* Required work
Leave out the pictures and repeat the data exactly.

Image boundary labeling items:
◇ ◇ ◇ ◇ ◇ ◇ ◇

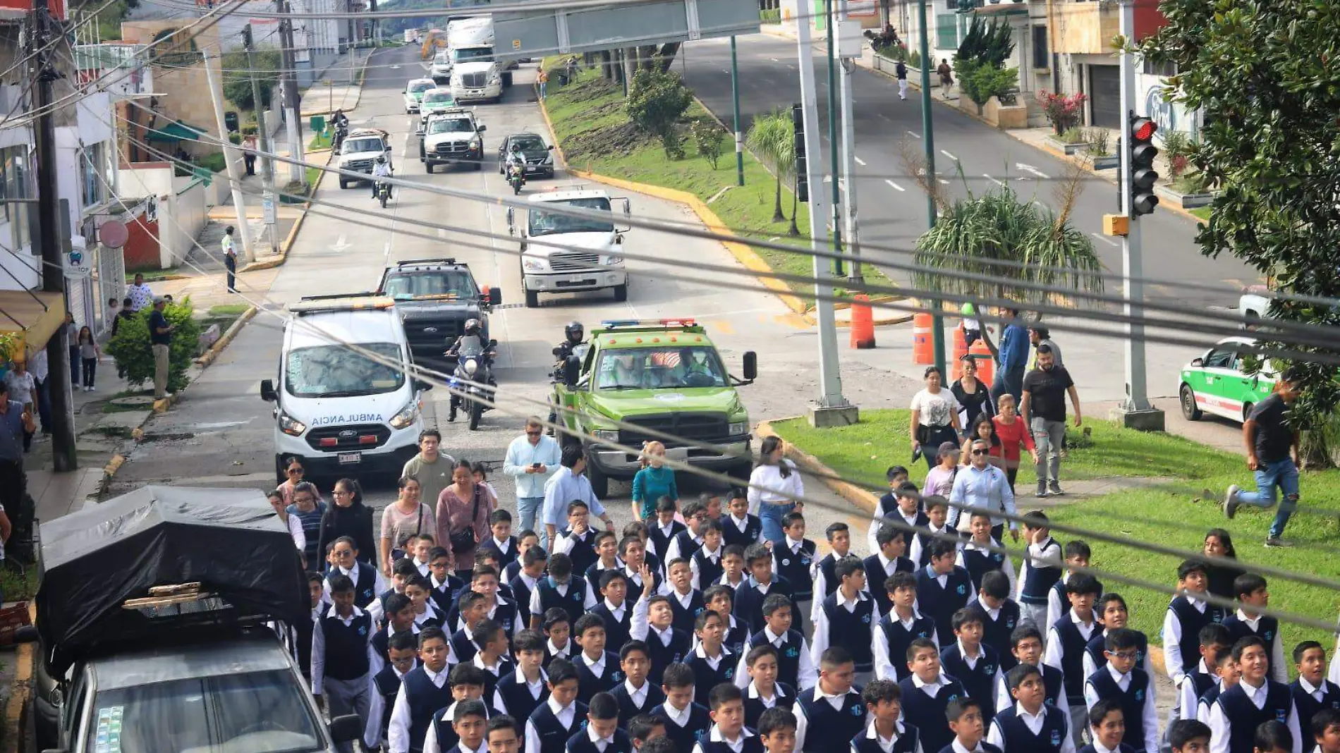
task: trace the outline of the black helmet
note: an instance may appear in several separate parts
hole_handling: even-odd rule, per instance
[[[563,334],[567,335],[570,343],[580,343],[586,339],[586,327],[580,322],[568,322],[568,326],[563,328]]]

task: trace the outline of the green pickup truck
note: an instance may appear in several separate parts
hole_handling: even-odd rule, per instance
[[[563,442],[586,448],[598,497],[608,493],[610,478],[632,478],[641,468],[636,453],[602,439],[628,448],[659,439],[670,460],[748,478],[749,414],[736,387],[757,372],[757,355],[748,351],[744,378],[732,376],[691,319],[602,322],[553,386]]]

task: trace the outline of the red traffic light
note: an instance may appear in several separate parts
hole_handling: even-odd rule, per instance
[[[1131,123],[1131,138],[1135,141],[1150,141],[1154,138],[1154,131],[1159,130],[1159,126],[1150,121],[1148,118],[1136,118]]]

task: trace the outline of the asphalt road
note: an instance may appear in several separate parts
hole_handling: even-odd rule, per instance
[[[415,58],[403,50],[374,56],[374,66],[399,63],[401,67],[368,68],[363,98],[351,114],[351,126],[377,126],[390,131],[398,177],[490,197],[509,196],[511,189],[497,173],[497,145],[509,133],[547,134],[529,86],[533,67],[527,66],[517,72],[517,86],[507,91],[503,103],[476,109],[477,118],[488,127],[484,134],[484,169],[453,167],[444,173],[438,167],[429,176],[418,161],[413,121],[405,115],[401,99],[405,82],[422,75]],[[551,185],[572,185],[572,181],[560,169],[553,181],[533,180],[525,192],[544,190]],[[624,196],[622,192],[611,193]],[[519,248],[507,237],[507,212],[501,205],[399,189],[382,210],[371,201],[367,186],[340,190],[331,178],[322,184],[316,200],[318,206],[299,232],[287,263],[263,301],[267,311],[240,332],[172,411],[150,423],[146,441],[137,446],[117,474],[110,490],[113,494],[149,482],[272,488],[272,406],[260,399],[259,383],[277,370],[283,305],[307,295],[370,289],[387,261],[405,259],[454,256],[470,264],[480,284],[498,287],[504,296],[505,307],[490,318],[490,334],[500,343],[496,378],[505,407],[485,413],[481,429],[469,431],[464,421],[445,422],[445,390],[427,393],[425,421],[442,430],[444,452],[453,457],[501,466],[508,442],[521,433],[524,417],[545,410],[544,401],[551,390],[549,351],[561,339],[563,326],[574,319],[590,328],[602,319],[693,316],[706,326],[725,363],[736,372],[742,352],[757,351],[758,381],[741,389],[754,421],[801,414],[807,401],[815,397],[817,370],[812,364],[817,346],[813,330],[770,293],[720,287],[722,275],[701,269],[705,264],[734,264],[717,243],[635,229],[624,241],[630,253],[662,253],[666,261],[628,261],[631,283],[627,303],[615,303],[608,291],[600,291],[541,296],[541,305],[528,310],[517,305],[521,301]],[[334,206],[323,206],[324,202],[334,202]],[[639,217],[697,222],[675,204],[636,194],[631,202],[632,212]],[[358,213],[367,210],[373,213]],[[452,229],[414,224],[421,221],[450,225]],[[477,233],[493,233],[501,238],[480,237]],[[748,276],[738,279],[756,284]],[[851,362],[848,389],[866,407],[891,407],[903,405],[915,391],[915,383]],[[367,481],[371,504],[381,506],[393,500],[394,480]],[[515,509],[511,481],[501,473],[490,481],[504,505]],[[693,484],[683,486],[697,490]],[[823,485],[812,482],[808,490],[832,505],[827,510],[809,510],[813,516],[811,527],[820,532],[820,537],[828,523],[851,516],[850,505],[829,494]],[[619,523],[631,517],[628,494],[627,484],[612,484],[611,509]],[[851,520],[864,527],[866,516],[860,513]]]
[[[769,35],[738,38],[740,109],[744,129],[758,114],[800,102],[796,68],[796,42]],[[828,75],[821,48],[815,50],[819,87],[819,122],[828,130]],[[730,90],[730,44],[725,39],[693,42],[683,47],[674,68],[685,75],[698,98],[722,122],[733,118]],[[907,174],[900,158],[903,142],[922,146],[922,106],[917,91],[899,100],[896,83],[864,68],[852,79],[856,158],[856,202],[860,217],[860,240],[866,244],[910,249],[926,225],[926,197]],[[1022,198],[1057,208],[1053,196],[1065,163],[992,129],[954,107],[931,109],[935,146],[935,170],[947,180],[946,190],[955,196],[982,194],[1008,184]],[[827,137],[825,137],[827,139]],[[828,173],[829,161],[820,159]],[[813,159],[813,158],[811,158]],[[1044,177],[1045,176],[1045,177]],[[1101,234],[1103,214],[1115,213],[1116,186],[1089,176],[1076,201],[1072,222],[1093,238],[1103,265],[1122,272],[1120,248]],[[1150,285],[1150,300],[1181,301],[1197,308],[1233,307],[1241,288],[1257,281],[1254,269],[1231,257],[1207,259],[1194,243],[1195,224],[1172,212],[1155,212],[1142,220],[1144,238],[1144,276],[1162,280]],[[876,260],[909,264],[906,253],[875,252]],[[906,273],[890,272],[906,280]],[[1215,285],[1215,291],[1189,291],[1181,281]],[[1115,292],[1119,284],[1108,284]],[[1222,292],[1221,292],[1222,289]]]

◇ ◇ ◇ ◇ ◇ ◇ ◇

* Response to this task
task: trace the outline of the black helmet
note: an instance may appear in several separate parts
hole_handling: even-odd rule, per instance
[[[563,334],[567,335],[570,343],[580,343],[586,339],[586,327],[580,322],[568,322],[568,326],[563,328]]]

task: trace the outline of the green pickup truck
note: an instance may appear in several separate parts
hole_handling: even-odd rule, per instance
[[[563,442],[586,448],[598,497],[608,493],[610,478],[632,478],[641,468],[636,453],[602,439],[628,448],[659,439],[670,460],[748,478],[749,414],[736,387],[757,372],[757,355],[748,351],[744,378],[732,376],[691,319],[602,322],[553,386]]]

task: trace the outline of the red traffic light
note: an instance may appear in several separate parts
hole_handling: even-odd rule, per instance
[[[1131,123],[1131,138],[1135,141],[1150,141],[1154,138],[1154,131],[1159,130],[1159,126],[1150,121],[1148,118],[1136,118]]]

task: trace the outline of the asphalt road
note: an instance may appear in several separate parts
hole_handling: even-odd rule, per instance
[[[415,58],[403,50],[374,56],[374,66],[399,63],[401,67],[368,68],[363,98],[351,114],[351,126],[377,126],[390,131],[398,177],[490,197],[509,196],[511,189],[497,173],[497,145],[509,133],[547,134],[529,86],[533,67],[527,66],[517,72],[517,86],[507,91],[503,103],[476,109],[477,118],[488,127],[484,134],[484,169],[453,167],[444,173],[438,167],[429,176],[418,161],[413,121],[405,115],[401,99],[405,82],[422,75]],[[551,185],[572,185],[572,181],[560,169],[553,181],[533,180],[525,192],[544,190]],[[624,196],[622,192],[611,193]],[[519,248],[507,237],[507,212],[501,205],[399,189],[382,210],[371,201],[367,186],[340,190],[331,178],[322,184],[316,200],[318,206],[299,232],[287,263],[263,301],[267,311],[240,332],[172,411],[150,423],[146,441],[137,446],[117,474],[110,490],[113,494],[149,482],[272,488],[272,406],[260,399],[259,383],[277,370],[283,305],[307,295],[370,289],[387,261],[405,259],[454,256],[470,264],[480,284],[498,287],[504,296],[505,307],[490,318],[490,334],[500,343],[496,378],[505,407],[485,413],[481,429],[469,431],[464,421],[445,422],[445,390],[427,393],[425,421],[442,430],[444,452],[453,457],[501,466],[508,442],[521,433],[524,417],[545,410],[544,401],[551,390],[549,351],[561,339],[563,326],[574,319],[590,328],[602,319],[693,316],[706,326],[725,363],[736,372],[742,352],[757,351],[758,381],[741,389],[754,421],[801,414],[807,401],[815,397],[817,370],[812,364],[817,346],[813,330],[770,293],[720,287],[722,275],[701,269],[705,264],[734,264],[717,243],[635,229],[624,241],[630,253],[662,253],[666,261],[628,261],[631,283],[627,303],[615,303],[608,291],[600,291],[541,296],[541,305],[528,310],[517,305],[521,301]],[[334,206],[323,206],[324,202],[334,202]],[[639,217],[697,222],[675,204],[636,194],[631,202],[632,212]],[[358,213],[367,210],[373,213]],[[452,229],[414,224],[421,221],[450,225]],[[477,233],[493,233],[501,238],[480,237]],[[748,276],[738,279],[756,284]],[[851,362],[848,389],[866,407],[891,407],[903,405],[915,391],[915,383]],[[367,481],[371,504],[381,506],[393,500],[394,480]],[[515,509],[511,481],[501,473],[490,481],[504,505]],[[693,484],[683,486],[697,490]],[[823,485],[812,482],[808,490],[832,505],[827,510],[809,510],[813,516],[811,527],[820,532],[820,537],[828,523],[851,516],[850,505],[829,494]],[[619,523],[631,517],[628,494],[627,484],[612,484],[611,509]],[[851,520],[864,527],[866,516],[860,513]]]
[[[769,35],[738,38],[740,109],[744,129],[758,114],[800,102],[796,68],[796,42]],[[828,75],[821,48],[815,50],[819,87],[819,122],[828,130]],[[730,90],[730,44],[725,39],[693,42],[683,47],[674,68],[685,75],[698,98],[722,122],[733,118]],[[907,174],[900,158],[903,142],[922,146],[922,106],[917,91],[899,100],[896,83],[864,68],[852,79],[856,158],[856,202],[860,217],[860,240],[866,244],[910,249],[926,225],[926,197]],[[1022,198],[1057,208],[1053,196],[1065,163],[992,129],[954,107],[931,109],[935,146],[935,170],[947,180],[946,190],[955,196],[982,194],[1008,184]],[[827,137],[825,137],[827,139]],[[828,173],[829,161],[820,159]],[[813,159],[813,158],[811,158]],[[1044,177],[1045,176],[1045,177]],[[1101,234],[1103,214],[1115,213],[1116,186],[1089,176],[1076,201],[1072,222],[1093,238],[1103,265],[1122,272],[1120,248]],[[1150,285],[1150,300],[1181,301],[1197,308],[1233,307],[1241,288],[1257,281],[1254,269],[1231,257],[1207,259],[1194,243],[1195,224],[1172,212],[1155,212],[1142,220],[1144,238],[1144,276],[1162,280]],[[876,260],[909,264],[906,253],[875,252]],[[906,273],[890,272],[906,280]],[[1215,285],[1215,291],[1189,291],[1181,281]],[[1115,292],[1119,284],[1108,284]],[[1222,292],[1221,292],[1222,289]]]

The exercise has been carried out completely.